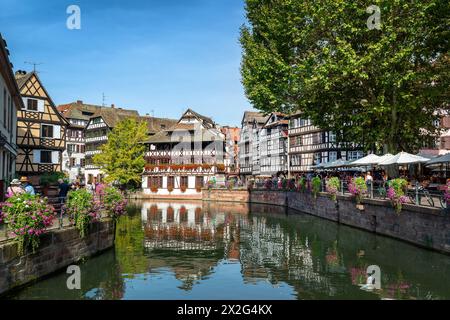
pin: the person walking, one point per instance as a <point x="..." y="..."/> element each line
<point x="15" y="188"/>
<point x="27" y="186"/>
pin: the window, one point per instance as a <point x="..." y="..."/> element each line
<point x="46" y="156"/>
<point x="32" y="104"/>
<point x="154" y="182"/>
<point x="171" y="181"/>
<point x="4" y="107"/>
<point x="199" y="182"/>
<point x="47" y="131"/>
<point x="184" y="181"/>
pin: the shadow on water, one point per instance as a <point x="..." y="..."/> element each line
<point x="195" y="250"/>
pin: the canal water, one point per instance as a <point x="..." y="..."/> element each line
<point x="195" y="250"/>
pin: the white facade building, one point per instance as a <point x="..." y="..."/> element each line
<point x="10" y="103"/>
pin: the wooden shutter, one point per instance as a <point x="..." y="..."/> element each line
<point x="57" y="132"/>
<point x="55" y="157"/>
<point x="36" y="156"/>
<point x="41" y="105"/>
<point x="25" y="103"/>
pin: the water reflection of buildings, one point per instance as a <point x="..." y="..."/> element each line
<point x="269" y="252"/>
<point x="264" y="248"/>
<point x="198" y="238"/>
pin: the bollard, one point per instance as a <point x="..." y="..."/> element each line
<point x="371" y="189"/>
<point x="417" y="193"/>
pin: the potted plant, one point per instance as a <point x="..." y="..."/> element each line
<point x="358" y="188"/>
<point x="302" y="184"/>
<point x="332" y="186"/>
<point x="396" y="193"/>
<point x="316" y="184"/>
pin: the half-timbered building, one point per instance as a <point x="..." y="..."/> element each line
<point x="249" y="146"/>
<point x="41" y="129"/>
<point x="96" y="134"/>
<point x="101" y="123"/>
<point x="309" y="145"/>
<point x="10" y="103"/>
<point x="183" y="158"/>
<point x="78" y="115"/>
<point x="273" y="146"/>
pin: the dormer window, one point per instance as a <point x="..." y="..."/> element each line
<point x="32" y="104"/>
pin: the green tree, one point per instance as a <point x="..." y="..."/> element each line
<point x="382" y="88"/>
<point x="122" y="157"/>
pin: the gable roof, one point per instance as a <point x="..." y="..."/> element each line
<point x="23" y="78"/>
<point x="282" y="119"/>
<point x="155" y="125"/>
<point x="251" y="116"/>
<point x="208" y="127"/>
<point x="78" y="110"/>
<point x="112" y="116"/>
<point x="200" y="117"/>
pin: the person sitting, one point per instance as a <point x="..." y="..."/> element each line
<point x="27" y="186"/>
<point x="15" y="188"/>
<point x="63" y="190"/>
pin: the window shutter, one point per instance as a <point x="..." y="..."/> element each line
<point x="41" y="105"/>
<point x="25" y="102"/>
<point x="55" y="157"/>
<point x="36" y="156"/>
<point x="57" y="132"/>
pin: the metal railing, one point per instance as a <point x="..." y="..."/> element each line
<point x="416" y="195"/>
<point x="60" y="222"/>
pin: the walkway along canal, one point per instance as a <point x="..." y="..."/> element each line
<point x="224" y="250"/>
<point x="423" y="226"/>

SET EXERCISE: Convert all of the items above into a two-column CSV with the headers label_request and points, one row per item. Put each item's text and its answer in one quoted field each, replacing line breaks with spaces and omitting the pictures.

WRITTEN SOLUTION:
label_request,points
"pin: the person walking, one point per instance as a <point x=""..."" y=""...""/> element each line","<point x=""15"" y=""188""/> <point x=""27"" y=""186""/>"
"pin: the window, one point per instance as a <point x=""..."" y=""...""/> element each line","<point x=""46"" y=""156""/> <point x=""32"" y=""104""/> <point x=""154"" y=""182""/> <point x=""171"" y=""181""/> <point x=""4"" y=""107""/> <point x=""199"" y=""182""/> <point x=""47"" y=""131""/> <point x=""184"" y=""181""/>"
"pin: the shadow on water, one point per instance as a <point x=""..."" y=""...""/> element each line","<point x=""195"" y=""250""/>"
"pin: the canal water, one point per instance as a <point x=""..."" y=""...""/> element each line","<point x=""195"" y=""250""/>"
"pin: the white facade building, one point per instance as a <point x=""..."" y=""...""/> element each line","<point x=""10"" y=""103""/>"
"pin: the wooden shutter, one point per instance as a <point x=""..."" y=""...""/> element each line","<point x=""57"" y=""132""/> <point x=""55"" y=""157""/> <point x=""36"" y=""156""/> <point x=""41"" y=""105""/> <point x=""25"" y=""103""/>"
"pin: the water reflection of buildings, one point per instance as a <point x=""..."" y=""...""/> element each line","<point x=""269"" y=""252""/> <point x=""264"" y=""248""/> <point x=""198"" y=""238""/>"
"pin: the bollard, one point per instance as a <point x=""..."" y=""...""/> element each line","<point x=""371"" y=""189""/> <point x=""417"" y=""193""/>"
"pin: the potted plant, one point per instance as a <point x=""..."" y=""...""/> element each line","<point x=""358"" y=""188""/> <point x=""302"" y=""184""/> <point x=""332"" y=""186""/> <point x=""396"" y=""193""/> <point x=""316"" y=""184""/>"
"pin: the half-timbered building, one point per instance as a <point x=""..."" y=""...""/> element each line","<point x=""249"" y=""146""/> <point x=""41"" y=""129""/> <point x=""96"" y=""134""/> <point x=""101"" y=""123""/> <point x=""309"" y=""145""/> <point x=""10"" y=""103""/> <point x=""183"" y=""158""/> <point x=""78"" y=""115""/> <point x=""273"" y=""146""/>"
"pin: the dormer window, one point per instance as a <point x=""..."" y=""...""/> element each line","<point x=""32"" y=""104""/>"
"pin: the green tree, one point per instance as a <point x=""..."" y=""...""/> element each line","<point x=""382"" y=""88""/> <point x=""122"" y=""157""/>"
"pin: the gable roof, one point per instance as a <point x=""..."" y=""...""/> element each line","<point x=""23"" y=""78""/> <point x=""282"" y=""119""/> <point x=""155"" y=""125""/> <point x=""251"" y=""116""/> <point x=""208"" y=""127""/> <point x=""78"" y=""110""/> <point x=""112"" y=""116""/> <point x=""200"" y=""117""/>"
"pin: the person sitting, one point per instance as a <point x=""..."" y=""...""/> element each line","<point x=""27"" y=""186""/> <point x=""15"" y=""188""/> <point x=""63"" y=""190""/>"
"pin: the window shutter, one point per instance as a <point x=""..."" y=""...""/> element each line","<point x=""41"" y=""105""/> <point x=""25"" y=""102""/> <point x=""55"" y=""157""/> <point x=""36"" y=""156""/> <point x=""57"" y=""132""/>"
"pin: the metal railing, one point per instance as a <point x=""..."" y=""...""/> element each line","<point x=""416"" y=""195""/> <point x=""60"" y=""222""/>"
"pin: the walkway along canal, one point per instance as a <point x=""..."" y=""...""/> element each line","<point x=""224"" y=""250""/> <point x=""423"" y=""226""/>"